_WHAT NEEDS TO BE DONE_
Copy every line of the data exactly, leaving nothing out.

Begin SUPPLIED INFORMATION

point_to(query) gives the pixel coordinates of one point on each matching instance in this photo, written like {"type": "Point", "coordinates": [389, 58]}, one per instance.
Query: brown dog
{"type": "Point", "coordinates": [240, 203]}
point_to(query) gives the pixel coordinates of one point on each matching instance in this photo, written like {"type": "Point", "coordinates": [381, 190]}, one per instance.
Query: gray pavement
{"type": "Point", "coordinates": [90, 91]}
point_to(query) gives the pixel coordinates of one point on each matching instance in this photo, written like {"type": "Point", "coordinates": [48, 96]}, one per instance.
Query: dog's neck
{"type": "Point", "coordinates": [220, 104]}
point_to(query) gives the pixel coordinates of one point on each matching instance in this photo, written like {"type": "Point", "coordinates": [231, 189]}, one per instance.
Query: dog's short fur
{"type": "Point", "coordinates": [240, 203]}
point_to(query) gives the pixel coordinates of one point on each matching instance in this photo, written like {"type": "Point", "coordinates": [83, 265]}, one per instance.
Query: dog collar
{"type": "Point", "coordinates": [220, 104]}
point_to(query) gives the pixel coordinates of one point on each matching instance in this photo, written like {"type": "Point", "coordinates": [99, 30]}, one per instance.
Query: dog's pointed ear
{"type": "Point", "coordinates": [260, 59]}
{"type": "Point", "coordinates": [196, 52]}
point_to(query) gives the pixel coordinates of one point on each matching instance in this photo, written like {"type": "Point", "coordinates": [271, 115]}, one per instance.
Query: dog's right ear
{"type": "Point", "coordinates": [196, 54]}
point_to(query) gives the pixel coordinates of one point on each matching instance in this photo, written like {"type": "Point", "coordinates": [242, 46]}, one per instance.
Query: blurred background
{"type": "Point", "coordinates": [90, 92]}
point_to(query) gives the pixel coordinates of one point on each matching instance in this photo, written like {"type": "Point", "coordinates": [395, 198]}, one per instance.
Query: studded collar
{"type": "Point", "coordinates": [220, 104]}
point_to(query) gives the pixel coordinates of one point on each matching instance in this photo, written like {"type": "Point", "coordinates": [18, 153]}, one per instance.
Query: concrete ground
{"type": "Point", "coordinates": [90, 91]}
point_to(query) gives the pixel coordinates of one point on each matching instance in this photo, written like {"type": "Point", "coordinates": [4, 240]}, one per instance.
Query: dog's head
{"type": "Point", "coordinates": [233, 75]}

End SUPPLIED INFORMATION

_RESULT FOR THIS TASK_
point_to(query) gives the pixel coordinates of one point on each matching instance in this photo, written like {"type": "Point", "coordinates": [389, 58]}, one per instance.
Query: brown dog
{"type": "Point", "coordinates": [240, 203]}
point_to(query) gives the pixel coordinates of one point on each matching instance in this photo, written like {"type": "Point", "coordinates": [381, 190]}, one per instance.
Query: gray pavement
{"type": "Point", "coordinates": [90, 91]}
point_to(query) gives the pixel coordinates of one point on each matching instance in this photo, written like {"type": "Point", "coordinates": [48, 96]}, one per instance.
Query: dog's neck
{"type": "Point", "coordinates": [220, 104]}
point_to(query) gives the pixel coordinates of one point on each matching instance in this photo, written like {"type": "Point", "coordinates": [231, 189]}, one per instance.
Query: dog's short fur
{"type": "Point", "coordinates": [240, 203]}
point_to(query) gives the pixel coordinates of one point on each matching instance in this photo, written like {"type": "Point", "coordinates": [83, 265]}, one per instance.
Query: dog collar
{"type": "Point", "coordinates": [220, 104]}
point_to(query) gives the pixel coordinates of one point on each matching instance in this photo, written like {"type": "Point", "coordinates": [99, 30]}, one per instance.
Query: dog's pointed ear
{"type": "Point", "coordinates": [260, 59]}
{"type": "Point", "coordinates": [196, 52]}
point_to(query) gives the pixel coordinates of one point on each matching instance in this photo, written like {"type": "Point", "coordinates": [271, 115]}, one per instance.
Query: dog's right ear
{"type": "Point", "coordinates": [196, 54]}
point_to(query) gives the pixel coordinates of one point on each matching instance in this photo, written like {"type": "Point", "coordinates": [242, 46]}, one per instance.
Query: blurred background
{"type": "Point", "coordinates": [90, 92]}
point_to(query) gives the pixel coordinates of one point on each matching instance in this photo, written like {"type": "Point", "coordinates": [395, 198]}, one per instance.
Query: studded collar
{"type": "Point", "coordinates": [220, 104]}
point_to(query) gives the pixel coordinates of one point on each matching instance in this photo, written like {"type": "Point", "coordinates": [18, 153]}, one per instance.
Query: concrete ground
{"type": "Point", "coordinates": [90, 91]}
point_to(query) gives the pixel coordinates of one point on each matching instance in this photo, written like {"type": "Point", "coordinates": [4, 240]}, one per instance.
Query: dog's head
{"type": "Point", "coordinates": [233, 75]}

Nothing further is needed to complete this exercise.